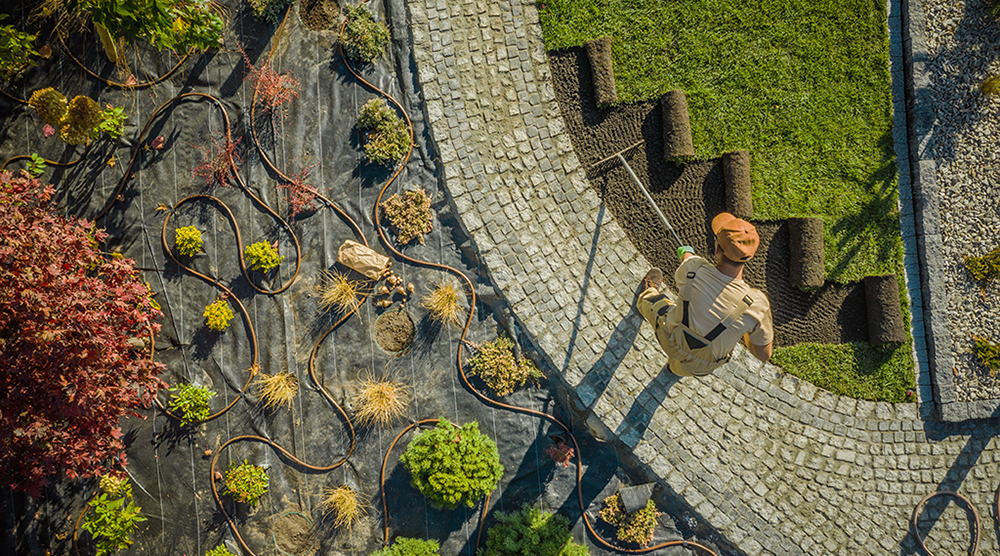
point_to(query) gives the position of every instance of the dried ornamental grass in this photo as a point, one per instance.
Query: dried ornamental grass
(346, 505)
(443, 304)
(379, 401)
(277, 390)
(337, 290)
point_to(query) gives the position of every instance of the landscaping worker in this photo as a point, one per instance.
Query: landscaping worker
(716, 306)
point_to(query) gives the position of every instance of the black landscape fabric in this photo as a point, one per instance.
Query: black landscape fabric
(169, 466)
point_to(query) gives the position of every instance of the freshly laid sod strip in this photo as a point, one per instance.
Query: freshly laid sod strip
(802, 84)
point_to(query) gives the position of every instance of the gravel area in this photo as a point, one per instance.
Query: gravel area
(964, 46)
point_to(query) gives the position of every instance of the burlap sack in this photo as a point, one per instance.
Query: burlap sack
(363, 259)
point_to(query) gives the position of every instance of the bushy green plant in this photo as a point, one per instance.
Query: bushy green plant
(409, 213)
(218, 314)
(188, 241)
(112, 122)
(637, 527)
(220, 550)
(987, 353)
(190, 402)
(531, 531)
(494, 362)
(986, 267)
(453, 465)
(246, 482)
(268, 10)
(262, 256)
(364, 39)
(403, 546)
(111, 520)
(16, 50)
(386, 135)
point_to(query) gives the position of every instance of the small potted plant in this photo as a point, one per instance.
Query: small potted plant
(188, 241)
(246, 482)
(218, 314)
(453, 465)
(190, 402)
(262, 256)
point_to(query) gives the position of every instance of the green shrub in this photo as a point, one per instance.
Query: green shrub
(246, 482)
(188, 241)
(988, 354)
(15, 50)
(409, 213)
(218, 315)
(364, 39)
(220, 550)
(386, 135)
(111, 519)
(262, 256)
(637, 527)
(531, 531)
(494, 362)
(984, 268)
(453, 465)
(190, 402)
(403, 546)
(268, 10)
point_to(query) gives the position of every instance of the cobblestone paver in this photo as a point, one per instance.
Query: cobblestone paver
(773, 464)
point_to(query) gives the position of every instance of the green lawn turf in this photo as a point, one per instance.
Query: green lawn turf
(804, 86)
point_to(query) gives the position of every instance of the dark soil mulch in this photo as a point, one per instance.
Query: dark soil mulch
(689, 196)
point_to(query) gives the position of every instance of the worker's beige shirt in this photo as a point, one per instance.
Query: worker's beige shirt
(713, 296)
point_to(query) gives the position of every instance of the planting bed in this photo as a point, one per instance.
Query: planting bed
(140, 193)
--------------------------------
◆ ACTIVITY
Write out the entries above in full and exactly; no pictures.

◆ ANSWER
point_to(query) gives the position of every instance of the dried ornamental grass in this photo as a point, one per instance.
Query: dried ornamental grass
(346, 505)
(443, 304)
(379, 401)
(277, 390)
(337, 290)
point_to(query) gives the position of every instance of the landscaping worker in this photo as a point, one per instance.
Query: landscaping worker
(716, 306)
point_to(query) gives the position of every instance of the black landscape fabric in this photo as a point, one per instance.
Query: black landscape fabric
(169, 466)
point_to(query) gives the position of every instance of the freshly laid sod strip in this photo as a point, one per instance.
Query: freshly laid sod strip
(802, 84)
point_to(query) gives the position of every instance of the gravel area in this photo as a point, one per instance.
Query: gravel area
(964, 46)
point_to(query) gives the position of every instance of the burlap sack in this photo as a point, one per instance.
Query: burlap sack
(363, 259)
point_to(query) gives the position of every instance of the bushy green plant in this photo as a point, one per instance.
Query: bushy green plant
(409, 213)
(218, 314)
(188, 241)
(112, 122)
(637, 527)
(220, 550)
(987, 353)
(190, 402)
(531, 531)
(494, 362)
(986, 267)
(453, 465)
(246, 482)
(268, 10)
(262, 256)
(364, 39)
(403, 546)
(111, 520)
(16, 50)
(386, 135)
point_to(query) gives the position of every instance of the small potted plant in this photo as a point, one per instance.
Query: small potted plant
(188, 241)
(246, 482)
(218, 314)
(453, 465)
(190, 402)
(262, 256)
point_to(query) gives the position of every instance of the green shrub in this photo as a point, one per instance.
Query: green shrub
(246, 482)
(188, 241)
(988, 354)
(15, 50)
(409, 213)
(218, 315)
(364, 39)
(220, 550)
(386, 135)
(111, 519)
(262, 256)
(637, 527)
(531, 531)
(494, 362)
(984, 268)
(453, 465)
(190, 402)
(403, 546)
(268, 10)
point_to(query) gives the position of every instance of the cobblestone paver in this photo as a point, one per instance.
Query: cobblestone paver
(773, 464)
point_to(query) gives the position of every instance of the green lawn turf in this photo as a point, one per instance.
Query: green lawn turf
(804, 86)
point_to(query) gives the position of every instance of the dark soil mulch in this photo as a point, one per instance.
Query: dark soil mulch
(689, 196)
point_to(query) gives the position of every instance of the worker's beige shirt in this photo as a point, one per instance.
Query: worker's beige shirt
(713, 296)
point_to(query) gives the position of every instance of the planting bed in this photo as a point, one per instance.
Query: planting bed
(140, 193)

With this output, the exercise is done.